Directions: Retyping the records exactly, down to the last line, is the whole job.

=====

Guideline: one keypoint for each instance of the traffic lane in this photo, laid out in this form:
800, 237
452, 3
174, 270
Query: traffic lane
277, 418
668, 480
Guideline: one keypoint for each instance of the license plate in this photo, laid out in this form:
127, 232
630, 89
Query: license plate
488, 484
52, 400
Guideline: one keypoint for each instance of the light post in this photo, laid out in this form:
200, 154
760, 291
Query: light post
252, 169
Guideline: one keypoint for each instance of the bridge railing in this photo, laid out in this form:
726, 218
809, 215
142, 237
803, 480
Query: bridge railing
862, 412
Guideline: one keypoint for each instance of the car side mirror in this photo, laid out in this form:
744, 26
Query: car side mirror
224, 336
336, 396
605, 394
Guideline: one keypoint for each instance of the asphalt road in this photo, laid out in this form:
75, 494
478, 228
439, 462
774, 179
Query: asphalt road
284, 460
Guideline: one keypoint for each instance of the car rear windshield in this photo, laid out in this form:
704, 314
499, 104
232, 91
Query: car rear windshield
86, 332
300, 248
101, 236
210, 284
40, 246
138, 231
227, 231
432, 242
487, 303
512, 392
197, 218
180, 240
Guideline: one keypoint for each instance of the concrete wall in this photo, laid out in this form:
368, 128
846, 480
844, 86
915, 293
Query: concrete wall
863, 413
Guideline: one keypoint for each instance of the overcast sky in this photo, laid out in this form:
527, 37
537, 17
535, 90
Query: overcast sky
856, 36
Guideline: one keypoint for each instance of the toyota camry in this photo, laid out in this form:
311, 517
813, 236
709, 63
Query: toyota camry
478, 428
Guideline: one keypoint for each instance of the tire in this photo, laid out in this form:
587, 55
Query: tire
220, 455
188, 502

=====

Output of the exercise:
Guideline: one keypoint for each instance of the traffic lane in this photo, laid out in this form:
800, 237
452, 3
174, 270
Query: traffic lane
277, 418
668, 480
Guideline: one keypoint for each instance of the license plate in this photo, laid out in this form:
127, 232
630, 89
Query: license plate
488, 484
52, 400
Guideline: one keypoint for each instance of the light post in this photo, laid out in this form:
200, 154
760, 291
Query: light post
252, 169
Guideline: one keypoint for each instance of the bridge railing in this photo, laid out in this form:
726, 218
809, 215
142, 237
803, 480
Query: bridge railing
862, 412
Guideline: one keypoint for each instance of the car side mirror in this photo, laid out in this form:
744, 26
Query: car side mirror
224, 336
336, 396
605, 394
Guideline: one keypoint for each instance of the asphalt road in this photo, laid out in this form:
75, 494
478, 228
439, 462
774, 179
Query: asphalt road
284, 460
Guideline: one keypoint for each instance of the car rear windshield in this photo, laid out in this form:
704, 314
499, 104
232, 91
Query: car rear windshield
86, 332
300, 248
101, 236
210, 284
40, 246
138, 231
227, 231
432, 242
487, 303
512, 392
197, 218
180, 240
Guideline: one keypoint for each instance of the concrete wall in this photo, laid out in this form:
368, 128
846, 480
844, 86
915, 293
Query: concrete wall
863, 413
Guideline: one keypoint for each instance of the overcast sky in this photo, laid out in this form:
527, 37
537, 17
535, 90
Query: overcast sky
856, 36
Guideline: one keypoint for each instance of the toyota camry in this photo, laid out in this form:
311, 517
813, 236
709, 63
Query: toyota camry
478, 428
Guideline: one keypoint for each instance of the tire in this photo, laid out in this form:
587, 55
Query: tire
220, 455
188, 502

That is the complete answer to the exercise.